* [Problem description]: Only the lines from the one containing "Target: white court line" through the end of the entries should be repeated, exactly as they appear, first and last included.

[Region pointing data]
****************

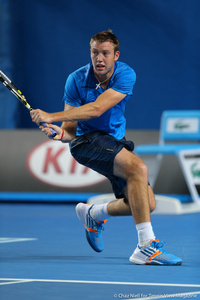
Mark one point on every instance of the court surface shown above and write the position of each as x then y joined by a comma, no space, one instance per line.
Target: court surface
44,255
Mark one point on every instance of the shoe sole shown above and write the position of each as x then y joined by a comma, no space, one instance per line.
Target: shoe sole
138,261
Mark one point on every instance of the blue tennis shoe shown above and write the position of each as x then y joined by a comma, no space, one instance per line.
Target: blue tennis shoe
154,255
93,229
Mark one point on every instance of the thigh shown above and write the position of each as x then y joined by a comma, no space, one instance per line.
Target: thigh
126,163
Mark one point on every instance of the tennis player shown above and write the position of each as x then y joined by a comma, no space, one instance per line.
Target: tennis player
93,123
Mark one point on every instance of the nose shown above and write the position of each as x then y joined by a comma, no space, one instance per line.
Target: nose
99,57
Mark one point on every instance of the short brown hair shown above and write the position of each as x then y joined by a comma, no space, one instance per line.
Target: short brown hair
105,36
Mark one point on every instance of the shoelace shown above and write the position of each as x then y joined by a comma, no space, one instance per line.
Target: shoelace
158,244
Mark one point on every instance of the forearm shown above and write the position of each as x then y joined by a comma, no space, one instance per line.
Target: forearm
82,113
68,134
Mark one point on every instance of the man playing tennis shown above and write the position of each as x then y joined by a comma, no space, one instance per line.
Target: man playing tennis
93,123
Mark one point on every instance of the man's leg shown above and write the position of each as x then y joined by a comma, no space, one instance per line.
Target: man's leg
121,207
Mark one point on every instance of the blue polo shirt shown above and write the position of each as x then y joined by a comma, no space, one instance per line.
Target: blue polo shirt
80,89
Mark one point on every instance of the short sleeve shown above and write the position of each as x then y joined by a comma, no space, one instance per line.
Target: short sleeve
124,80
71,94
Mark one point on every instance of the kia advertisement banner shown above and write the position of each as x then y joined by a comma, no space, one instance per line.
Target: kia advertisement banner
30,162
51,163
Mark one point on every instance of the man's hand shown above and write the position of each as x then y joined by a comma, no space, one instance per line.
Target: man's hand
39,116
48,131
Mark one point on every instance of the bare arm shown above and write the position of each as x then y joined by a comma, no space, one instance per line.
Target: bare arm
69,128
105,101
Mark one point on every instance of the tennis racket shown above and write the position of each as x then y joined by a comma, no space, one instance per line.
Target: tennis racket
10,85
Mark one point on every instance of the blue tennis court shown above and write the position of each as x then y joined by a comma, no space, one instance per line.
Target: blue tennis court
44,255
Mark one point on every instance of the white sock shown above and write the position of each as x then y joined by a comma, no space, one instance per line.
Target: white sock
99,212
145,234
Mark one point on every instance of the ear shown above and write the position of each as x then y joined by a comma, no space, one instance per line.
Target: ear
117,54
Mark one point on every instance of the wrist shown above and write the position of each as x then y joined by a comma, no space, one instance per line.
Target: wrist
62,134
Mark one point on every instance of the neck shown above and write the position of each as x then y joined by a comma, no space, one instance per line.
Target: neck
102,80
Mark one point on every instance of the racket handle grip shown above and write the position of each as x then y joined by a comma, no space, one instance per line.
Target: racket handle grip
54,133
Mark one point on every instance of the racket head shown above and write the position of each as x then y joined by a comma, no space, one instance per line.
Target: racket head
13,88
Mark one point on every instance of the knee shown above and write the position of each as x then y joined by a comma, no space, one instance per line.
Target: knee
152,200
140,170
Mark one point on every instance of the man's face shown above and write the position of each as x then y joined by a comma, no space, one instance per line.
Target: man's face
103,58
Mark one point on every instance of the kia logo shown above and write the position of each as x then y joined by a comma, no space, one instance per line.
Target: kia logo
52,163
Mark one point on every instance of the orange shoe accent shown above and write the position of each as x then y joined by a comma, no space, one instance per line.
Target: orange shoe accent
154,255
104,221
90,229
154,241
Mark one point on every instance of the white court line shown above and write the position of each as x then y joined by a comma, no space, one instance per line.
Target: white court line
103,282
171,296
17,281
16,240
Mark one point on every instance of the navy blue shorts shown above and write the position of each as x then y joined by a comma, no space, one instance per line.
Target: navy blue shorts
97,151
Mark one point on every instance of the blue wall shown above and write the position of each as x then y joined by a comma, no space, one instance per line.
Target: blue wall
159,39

****************

* [Task result]:
Target: white court line
103,282
171,296
17,281
16,240
Mark one point on every instance of the navy blue shorts shown above and write the position of each as x then y joined by a comma, no space, one instance per line.
Target: navy blue shorts
97,151
Mark one point on every instance of the blue wall shown above and write the position of each as x then y joined by a comma, no space, one instance per line.
Target: blue wall
159,39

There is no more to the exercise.